- [Written exercise]
List every line in the items below that contains the word "wharf", copying each line in full. Case counts.

[Saved entries]
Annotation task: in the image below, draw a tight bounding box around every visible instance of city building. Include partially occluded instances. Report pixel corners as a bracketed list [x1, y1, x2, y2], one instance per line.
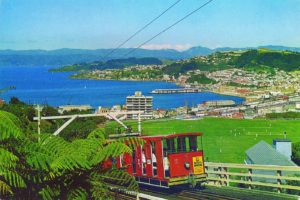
[126, 91, 153, 119]
[58, 105, 93, 113]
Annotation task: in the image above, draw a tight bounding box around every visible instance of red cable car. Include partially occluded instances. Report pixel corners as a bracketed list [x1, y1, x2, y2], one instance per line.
[116, 133, 207, 188]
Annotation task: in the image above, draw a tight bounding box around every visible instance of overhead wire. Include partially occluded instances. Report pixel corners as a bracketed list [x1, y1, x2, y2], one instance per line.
[124, 0, 213, 57]
[102, 0, 181, 60]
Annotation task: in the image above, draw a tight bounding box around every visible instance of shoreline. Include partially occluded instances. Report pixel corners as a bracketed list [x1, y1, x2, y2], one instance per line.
[69, 76, 247, 102]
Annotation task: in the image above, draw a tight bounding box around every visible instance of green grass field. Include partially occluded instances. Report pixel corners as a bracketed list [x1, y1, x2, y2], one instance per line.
[106, 118, 300, 163]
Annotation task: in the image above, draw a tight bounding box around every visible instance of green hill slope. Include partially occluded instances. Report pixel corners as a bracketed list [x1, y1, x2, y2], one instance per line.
[163, 49, 300, 76]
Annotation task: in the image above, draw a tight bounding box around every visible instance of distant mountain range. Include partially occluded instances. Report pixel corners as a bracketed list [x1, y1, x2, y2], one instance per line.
[0, 45, 300, 66]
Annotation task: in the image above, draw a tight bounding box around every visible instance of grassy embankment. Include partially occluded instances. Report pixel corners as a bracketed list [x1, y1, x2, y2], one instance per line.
[106, 118, 300, 163]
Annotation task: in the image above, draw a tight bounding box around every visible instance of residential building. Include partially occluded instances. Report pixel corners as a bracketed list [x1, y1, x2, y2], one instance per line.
[126, 91, 153, 119]
[58, 105, 93, 113]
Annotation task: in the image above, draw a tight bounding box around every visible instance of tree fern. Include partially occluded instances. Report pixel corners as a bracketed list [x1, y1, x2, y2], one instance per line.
[0, 111, 22, 141]
[0, 180, 13, 197]
[0, 111, 143, 199]
[68, 187, 88, 200]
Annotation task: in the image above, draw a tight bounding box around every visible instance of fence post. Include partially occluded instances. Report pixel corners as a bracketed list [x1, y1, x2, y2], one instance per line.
[223, 167, 229, 186]
[218, 167, 223, 186]
[277, 170, 282, 193]
[248, 169, 252, 190]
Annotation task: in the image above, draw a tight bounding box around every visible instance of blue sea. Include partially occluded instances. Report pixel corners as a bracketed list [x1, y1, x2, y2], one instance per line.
[0, 66, 244, 109]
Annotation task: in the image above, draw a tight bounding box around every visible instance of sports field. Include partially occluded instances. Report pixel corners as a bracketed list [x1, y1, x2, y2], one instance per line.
[106, 118, 300, 163]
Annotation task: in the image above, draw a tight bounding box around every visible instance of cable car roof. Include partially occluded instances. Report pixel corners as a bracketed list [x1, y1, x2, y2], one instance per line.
[141, 132, 203, 139]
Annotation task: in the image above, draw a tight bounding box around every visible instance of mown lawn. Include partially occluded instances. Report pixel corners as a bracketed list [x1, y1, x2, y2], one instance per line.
[106, 118, 300, 163]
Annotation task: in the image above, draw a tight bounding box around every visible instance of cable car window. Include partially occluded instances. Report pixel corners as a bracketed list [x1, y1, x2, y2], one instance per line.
[132, 151, 136, 174]
[189, 136, 198, 151]
[198, 136, 203, 150]
[167, 138, 176, 153]
[151, 142, 157, 176]
[177, 137, 186, 152]
[163, 139, 167, 152]
[184, 137, 191, 152]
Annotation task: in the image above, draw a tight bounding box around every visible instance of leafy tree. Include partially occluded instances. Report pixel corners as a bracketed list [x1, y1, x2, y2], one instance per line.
[0, 111, 143, 199]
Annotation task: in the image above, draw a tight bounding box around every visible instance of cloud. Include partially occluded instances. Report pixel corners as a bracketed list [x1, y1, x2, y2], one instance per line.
[141, 44, 192, 51]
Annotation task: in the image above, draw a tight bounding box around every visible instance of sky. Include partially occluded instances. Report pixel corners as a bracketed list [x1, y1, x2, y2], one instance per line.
[0, 0, 300, 50]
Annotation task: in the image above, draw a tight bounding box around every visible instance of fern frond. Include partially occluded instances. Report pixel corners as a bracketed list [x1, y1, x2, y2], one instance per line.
[87, 128, 105, 142]
[68, 187, 88, 200]
[0, 111, 23, 141]
[0, 180, 13, 196]
[39, 186, 59, 200]
[0, 167, 26, 188]
[0, 148, 19, 168]
[90, 176, 114, 200]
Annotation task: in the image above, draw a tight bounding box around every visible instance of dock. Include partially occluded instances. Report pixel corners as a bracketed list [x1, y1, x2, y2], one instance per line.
[151, 88, 202, 94]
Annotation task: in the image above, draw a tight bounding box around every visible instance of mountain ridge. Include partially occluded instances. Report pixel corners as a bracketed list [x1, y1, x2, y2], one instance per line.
[0, 45, 300, 66]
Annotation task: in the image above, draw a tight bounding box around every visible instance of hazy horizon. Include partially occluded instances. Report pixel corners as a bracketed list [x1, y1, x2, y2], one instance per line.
[0, 0, 300, 51]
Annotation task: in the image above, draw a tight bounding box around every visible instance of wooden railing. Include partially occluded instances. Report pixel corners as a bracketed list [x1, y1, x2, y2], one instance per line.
[205, 162, 300, 193]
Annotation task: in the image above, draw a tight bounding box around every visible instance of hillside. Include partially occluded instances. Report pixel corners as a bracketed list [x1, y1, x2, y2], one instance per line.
[0, 45, 300, 66]
[163, 49, 300, 76]
[49, 58, 162, 72]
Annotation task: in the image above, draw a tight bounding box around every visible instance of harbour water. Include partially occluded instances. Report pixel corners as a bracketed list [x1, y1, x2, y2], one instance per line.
[0, 66, 244, 109]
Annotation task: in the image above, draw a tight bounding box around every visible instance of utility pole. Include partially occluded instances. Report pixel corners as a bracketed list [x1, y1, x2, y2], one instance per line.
[138, 113, 142, 135]
[37, 104, 41, 142]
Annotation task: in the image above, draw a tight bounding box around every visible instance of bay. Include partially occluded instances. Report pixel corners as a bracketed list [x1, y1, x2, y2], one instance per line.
[0, 66, 244, 109]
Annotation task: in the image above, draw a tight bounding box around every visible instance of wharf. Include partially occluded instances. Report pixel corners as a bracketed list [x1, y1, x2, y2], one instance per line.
[151, 88, 202, 94]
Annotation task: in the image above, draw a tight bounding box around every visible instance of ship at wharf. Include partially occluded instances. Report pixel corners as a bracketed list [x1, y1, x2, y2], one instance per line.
[151, 88, 202, 94]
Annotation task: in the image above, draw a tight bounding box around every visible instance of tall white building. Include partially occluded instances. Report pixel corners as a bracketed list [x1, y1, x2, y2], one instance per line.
[126, 91, 153, 119]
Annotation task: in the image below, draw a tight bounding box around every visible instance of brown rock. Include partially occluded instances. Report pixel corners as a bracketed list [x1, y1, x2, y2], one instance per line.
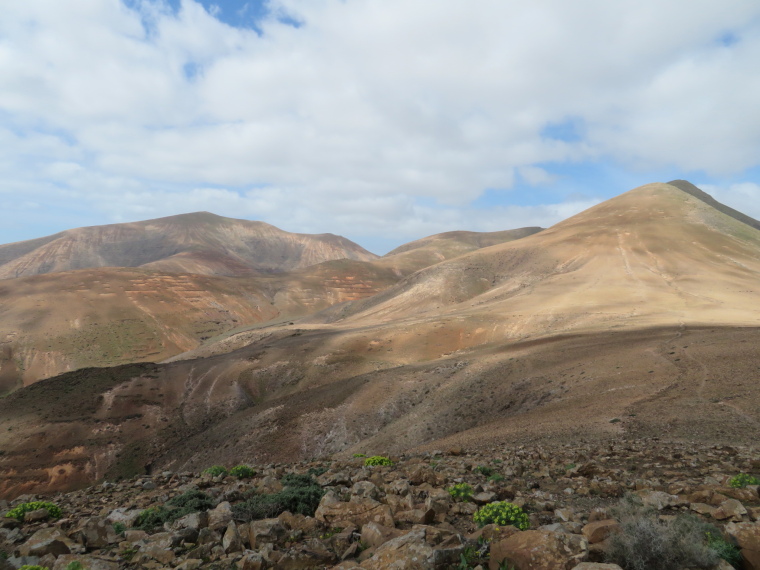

- [Solution below]
Annotation task: in the image above, draw a tight bounding box around every visible instance of wharf. Include partially occluded instances. Report pixel corners as a bracketed list [x1, y1, x2, y2], one instance per line.
Annotation task: in the image above, draw a tight bounding box around every visible instance of ship at wharf. Include partially occluded instances. Report pixel corners as a bracketed list [x1, y1, x2, y2], one instance per line.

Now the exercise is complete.